GIVEN TEXT.
☆ ☆ ☆ ☆ ☆

The removal of Cho, who has yet to say if he will enter politics, comes a week after the second summit between U.S. President Donald Trump and North Korean leader Kim Jong Un failed to narrow their differences on dismantling the North’s nuclear programme and U.S. willingness to ease sanctions.

The failed summit was a blow for Moon, who had hoped U.S. sanctions relief would boost South-North projects including a factory park, tourism zone and railway network.

Ahead of the Hanoi summit, a rift opened within Moon’s administration over how to advance Korean ties without undercutting international sanctions and the alliance with the United States.

Some top aides, including national security adviser Chung Eui-yong, had pushed for the economic projects to go ahead. Cho and other aides favoured sticking to Trump’s “maximum pressure” campaign to force the North’s denuclearisation.

Cho’s advocacy of strict sanctions enforcement surprised — and drew complaints from — many officials.

The appointment of Kim Yeon-chul, a staunch backer of Korean reconciliation, may further improve ties with the North, officials said.

It could also signal deeper divisions within Moon’s government, some analysts said, and fuel U.S. concerns that the South may be moving too quickly with the North.

Kim, 55, is a North Korea studies professor and adviser to a previous administration in which Moon also served.

☆ ☆ ☆ ☆ ☆

DATASET ENTRIES.
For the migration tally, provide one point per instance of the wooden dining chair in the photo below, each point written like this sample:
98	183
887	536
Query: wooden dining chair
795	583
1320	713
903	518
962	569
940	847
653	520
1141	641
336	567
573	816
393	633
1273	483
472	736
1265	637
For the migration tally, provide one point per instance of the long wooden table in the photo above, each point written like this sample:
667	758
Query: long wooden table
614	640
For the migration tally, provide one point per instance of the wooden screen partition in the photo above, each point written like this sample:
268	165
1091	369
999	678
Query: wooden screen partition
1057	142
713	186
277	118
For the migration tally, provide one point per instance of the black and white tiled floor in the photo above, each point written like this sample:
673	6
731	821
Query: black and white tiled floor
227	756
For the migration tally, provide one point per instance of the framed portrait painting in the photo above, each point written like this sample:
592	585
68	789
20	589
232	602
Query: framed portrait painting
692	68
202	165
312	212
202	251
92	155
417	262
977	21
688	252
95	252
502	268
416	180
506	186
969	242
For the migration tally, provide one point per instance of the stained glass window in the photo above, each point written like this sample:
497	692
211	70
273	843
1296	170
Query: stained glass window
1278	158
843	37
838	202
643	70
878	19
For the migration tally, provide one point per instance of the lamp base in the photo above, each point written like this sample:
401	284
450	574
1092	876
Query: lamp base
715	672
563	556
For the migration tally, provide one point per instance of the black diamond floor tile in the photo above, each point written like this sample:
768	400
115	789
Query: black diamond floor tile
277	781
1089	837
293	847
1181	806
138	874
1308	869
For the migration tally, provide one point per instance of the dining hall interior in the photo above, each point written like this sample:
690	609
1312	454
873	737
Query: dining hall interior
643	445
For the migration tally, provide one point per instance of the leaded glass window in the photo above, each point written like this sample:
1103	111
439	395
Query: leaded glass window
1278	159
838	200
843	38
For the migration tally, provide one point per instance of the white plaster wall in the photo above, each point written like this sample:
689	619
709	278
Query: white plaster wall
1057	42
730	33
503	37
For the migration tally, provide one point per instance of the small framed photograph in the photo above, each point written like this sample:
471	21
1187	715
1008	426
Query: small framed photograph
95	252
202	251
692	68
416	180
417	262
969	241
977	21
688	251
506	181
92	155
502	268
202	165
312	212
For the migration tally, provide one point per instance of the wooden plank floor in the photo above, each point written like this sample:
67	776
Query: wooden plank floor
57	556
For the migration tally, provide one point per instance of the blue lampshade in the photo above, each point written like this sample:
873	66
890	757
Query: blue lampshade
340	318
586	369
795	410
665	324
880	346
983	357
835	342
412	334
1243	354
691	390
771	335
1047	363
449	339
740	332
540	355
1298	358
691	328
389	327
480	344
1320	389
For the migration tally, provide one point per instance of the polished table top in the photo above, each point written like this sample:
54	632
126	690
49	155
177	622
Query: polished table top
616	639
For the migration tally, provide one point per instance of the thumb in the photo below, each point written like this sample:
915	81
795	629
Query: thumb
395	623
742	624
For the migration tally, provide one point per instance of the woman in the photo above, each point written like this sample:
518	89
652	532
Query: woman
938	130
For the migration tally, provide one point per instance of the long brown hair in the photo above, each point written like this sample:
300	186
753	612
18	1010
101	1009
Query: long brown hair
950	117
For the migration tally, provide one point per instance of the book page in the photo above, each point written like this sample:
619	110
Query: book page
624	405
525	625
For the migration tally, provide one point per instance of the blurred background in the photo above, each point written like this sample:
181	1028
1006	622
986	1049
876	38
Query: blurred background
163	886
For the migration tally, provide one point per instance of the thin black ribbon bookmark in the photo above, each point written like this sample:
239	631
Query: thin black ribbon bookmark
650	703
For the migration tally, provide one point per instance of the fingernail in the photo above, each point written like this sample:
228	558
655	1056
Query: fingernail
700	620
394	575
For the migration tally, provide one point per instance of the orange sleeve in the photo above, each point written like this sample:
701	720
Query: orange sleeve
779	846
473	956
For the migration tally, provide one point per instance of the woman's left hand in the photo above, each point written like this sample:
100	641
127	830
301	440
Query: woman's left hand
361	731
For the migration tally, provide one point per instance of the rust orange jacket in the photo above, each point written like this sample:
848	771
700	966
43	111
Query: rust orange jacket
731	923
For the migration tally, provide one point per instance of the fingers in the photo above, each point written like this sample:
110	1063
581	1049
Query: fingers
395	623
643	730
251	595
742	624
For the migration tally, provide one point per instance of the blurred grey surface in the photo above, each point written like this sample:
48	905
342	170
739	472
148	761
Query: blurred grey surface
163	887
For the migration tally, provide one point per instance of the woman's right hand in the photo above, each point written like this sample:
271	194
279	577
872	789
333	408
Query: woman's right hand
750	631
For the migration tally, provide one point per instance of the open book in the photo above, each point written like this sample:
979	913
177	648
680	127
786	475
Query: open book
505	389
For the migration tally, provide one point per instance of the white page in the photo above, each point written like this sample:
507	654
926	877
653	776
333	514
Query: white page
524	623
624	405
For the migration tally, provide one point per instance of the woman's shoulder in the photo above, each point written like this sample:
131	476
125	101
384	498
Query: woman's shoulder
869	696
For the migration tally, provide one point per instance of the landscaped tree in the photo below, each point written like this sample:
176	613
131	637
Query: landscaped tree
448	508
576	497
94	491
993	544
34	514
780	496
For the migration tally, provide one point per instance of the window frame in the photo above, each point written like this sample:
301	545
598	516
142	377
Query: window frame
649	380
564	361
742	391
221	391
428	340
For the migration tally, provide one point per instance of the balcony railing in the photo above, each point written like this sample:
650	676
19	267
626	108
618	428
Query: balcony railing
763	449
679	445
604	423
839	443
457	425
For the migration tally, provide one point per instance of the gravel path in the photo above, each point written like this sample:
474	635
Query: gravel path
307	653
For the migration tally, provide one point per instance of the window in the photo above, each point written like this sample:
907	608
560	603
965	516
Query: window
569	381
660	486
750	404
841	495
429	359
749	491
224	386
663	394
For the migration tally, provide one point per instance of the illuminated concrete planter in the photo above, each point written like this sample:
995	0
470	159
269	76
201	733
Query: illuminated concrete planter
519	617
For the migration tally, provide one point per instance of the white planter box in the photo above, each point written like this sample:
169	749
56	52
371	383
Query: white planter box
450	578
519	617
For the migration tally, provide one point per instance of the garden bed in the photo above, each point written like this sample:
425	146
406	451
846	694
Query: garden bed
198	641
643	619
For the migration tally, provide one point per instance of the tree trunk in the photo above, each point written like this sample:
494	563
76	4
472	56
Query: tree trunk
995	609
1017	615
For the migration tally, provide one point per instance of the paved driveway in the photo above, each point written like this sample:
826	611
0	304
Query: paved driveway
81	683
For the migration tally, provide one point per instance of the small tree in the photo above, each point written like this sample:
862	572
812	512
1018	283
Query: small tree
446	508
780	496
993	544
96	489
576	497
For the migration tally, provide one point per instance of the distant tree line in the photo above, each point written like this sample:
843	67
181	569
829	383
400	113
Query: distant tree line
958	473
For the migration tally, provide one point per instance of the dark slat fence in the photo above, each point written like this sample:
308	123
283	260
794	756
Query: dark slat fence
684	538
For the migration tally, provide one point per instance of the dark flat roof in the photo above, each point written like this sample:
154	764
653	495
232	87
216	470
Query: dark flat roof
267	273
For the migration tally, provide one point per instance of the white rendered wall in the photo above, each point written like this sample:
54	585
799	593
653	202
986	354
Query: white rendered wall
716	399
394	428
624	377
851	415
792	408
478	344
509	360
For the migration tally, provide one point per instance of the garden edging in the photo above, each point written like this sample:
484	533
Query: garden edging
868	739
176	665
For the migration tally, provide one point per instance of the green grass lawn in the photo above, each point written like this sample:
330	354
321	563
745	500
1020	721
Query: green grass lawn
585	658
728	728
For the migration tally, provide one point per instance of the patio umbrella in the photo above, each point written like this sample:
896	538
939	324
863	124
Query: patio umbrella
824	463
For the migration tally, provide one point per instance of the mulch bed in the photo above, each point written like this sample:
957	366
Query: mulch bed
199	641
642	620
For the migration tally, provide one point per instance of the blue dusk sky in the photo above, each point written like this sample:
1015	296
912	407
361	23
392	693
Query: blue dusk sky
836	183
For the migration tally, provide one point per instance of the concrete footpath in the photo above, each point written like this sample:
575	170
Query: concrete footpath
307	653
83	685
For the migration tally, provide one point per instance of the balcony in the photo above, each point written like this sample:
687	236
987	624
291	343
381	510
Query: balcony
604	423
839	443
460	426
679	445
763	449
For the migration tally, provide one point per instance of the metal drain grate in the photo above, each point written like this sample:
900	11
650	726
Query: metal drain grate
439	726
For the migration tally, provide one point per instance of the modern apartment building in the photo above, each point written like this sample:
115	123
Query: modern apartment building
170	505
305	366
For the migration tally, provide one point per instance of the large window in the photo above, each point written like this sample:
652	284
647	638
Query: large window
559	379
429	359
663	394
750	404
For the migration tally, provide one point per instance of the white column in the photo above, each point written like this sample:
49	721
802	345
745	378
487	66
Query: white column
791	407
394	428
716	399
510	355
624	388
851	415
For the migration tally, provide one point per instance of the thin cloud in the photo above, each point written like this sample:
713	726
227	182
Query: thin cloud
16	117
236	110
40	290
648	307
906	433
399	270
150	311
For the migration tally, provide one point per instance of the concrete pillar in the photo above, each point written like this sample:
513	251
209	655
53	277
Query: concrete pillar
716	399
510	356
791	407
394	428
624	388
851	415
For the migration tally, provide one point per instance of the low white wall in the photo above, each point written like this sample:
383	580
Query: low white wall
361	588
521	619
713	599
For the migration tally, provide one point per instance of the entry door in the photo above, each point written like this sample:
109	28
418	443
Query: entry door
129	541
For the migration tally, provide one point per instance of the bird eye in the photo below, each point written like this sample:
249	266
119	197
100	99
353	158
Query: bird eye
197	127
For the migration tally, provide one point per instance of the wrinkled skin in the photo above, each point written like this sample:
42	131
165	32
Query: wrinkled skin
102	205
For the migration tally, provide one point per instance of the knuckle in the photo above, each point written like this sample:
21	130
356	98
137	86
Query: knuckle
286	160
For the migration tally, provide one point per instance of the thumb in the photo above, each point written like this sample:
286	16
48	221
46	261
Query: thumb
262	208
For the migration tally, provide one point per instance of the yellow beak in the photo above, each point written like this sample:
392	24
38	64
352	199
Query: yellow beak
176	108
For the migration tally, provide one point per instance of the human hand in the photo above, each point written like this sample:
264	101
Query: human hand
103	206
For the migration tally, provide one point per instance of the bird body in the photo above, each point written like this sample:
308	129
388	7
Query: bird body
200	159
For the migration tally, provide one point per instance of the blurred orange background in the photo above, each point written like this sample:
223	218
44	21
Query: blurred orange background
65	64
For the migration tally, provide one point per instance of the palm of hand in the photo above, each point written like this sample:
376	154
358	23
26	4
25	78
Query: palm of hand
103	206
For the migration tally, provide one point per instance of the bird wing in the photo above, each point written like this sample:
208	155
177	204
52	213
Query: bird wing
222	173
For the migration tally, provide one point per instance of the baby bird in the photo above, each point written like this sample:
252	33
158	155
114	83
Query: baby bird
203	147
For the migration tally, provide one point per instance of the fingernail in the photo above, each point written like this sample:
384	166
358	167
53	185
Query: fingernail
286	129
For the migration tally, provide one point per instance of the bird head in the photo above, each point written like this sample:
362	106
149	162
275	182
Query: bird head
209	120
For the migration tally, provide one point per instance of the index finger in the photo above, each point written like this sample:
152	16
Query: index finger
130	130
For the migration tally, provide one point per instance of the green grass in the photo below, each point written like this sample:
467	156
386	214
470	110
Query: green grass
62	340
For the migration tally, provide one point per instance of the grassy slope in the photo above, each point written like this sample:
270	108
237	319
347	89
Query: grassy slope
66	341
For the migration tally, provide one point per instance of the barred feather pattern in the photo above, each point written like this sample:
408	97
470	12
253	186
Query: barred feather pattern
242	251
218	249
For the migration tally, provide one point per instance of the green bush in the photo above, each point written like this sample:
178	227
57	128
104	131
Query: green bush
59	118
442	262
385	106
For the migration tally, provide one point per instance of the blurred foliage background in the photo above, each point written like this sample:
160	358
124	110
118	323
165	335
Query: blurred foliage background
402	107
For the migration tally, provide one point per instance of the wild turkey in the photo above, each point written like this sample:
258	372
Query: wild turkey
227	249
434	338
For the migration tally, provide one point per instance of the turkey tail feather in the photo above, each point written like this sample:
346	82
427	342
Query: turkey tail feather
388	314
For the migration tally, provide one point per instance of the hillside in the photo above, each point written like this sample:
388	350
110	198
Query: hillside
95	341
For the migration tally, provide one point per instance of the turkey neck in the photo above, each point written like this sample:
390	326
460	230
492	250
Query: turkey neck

☆ ☆ ☆ ☆ ☆

Write out the passage from the Korea summit text word for word, starting at "The failed summit" and ending at "and railway network.".

EXPECTED OUTPUT.
The failed summit was a blow for Moon, who had hoped U.S. sanctions relief would boost South-North projects including a factory park, tourism zone and railway network.